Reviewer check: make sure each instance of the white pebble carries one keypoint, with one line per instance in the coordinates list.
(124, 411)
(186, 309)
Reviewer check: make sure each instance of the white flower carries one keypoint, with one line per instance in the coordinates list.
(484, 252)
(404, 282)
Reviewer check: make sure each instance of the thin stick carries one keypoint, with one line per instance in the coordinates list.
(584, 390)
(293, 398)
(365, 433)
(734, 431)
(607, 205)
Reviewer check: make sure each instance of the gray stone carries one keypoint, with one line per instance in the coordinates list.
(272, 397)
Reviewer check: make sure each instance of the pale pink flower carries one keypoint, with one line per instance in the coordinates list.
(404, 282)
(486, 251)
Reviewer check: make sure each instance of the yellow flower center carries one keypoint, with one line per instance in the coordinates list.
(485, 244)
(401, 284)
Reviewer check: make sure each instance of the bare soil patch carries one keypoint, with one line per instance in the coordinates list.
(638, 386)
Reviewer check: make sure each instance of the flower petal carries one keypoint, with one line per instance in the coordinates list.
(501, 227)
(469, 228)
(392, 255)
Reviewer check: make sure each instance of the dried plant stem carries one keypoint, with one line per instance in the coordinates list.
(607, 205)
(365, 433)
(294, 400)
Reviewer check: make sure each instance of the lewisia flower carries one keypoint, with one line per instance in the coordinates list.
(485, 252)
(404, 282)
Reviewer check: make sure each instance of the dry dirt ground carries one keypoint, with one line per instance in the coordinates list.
· · · ·
--- SET PROBLEM ---
Copy all of the data exactly.

--- TASK RESPONSE ---
Reviewer check: make sure each instance of the white pebble carries one keypoint, with one line per instance in the coordinates list.
(124, 411)
(186, 309)
Reviewer check: make sure each instance of the white flower carries one keypoint, with one line per instance in the coordinates list.
(484, 252)
(404, 282)
Reviewer check: make sure each instance of the thin stick carries one keypoint, with one line per instance in the coordinates list.
(584, 390)
(293, 398)
(365, 433)
(734, 431)
(607, 205)
Reviewer check: make sure each instance of the gray stone carries one keypoint, with one line per instance in the coordinates list.
(272, 397)
Reviewer check: make sure each instance of the pale pink flower carries one keypoint, with one line per instance in the coordinates list.
(404, 282)
(486, 251)
Reviewer check: make sure each instance of the yellow flower center carries one keypoint, with one line per instance in the coordinates list.
(485, 244)
(401, 284)
Reviewer check: make sure each instance of the bare soil patch carries one keypoint, with one line per instance in the coordinates list.
(638, 386)
Reviewer check: make sure each instance of the flower petal carries one keypoint, with one line per instance in the coordinates list.
(501, 227)
(469, 228)
(392, 255)
Reviewer check: make sure each instance of the dried plant stem carries one keypoint, with one line per instance in the coordinates list.
(607, 205)
(365, 433)
(294, 400)
Reviewer check: make sure each instance of the lewisia flower carries one keypoint, with one line per instance in the coordinates list.
(485, 252)
(404, 282)
Reviewer check: make sure each instance of the dry dirt ground carries one keypoint, with one line per instance in the coordinates list.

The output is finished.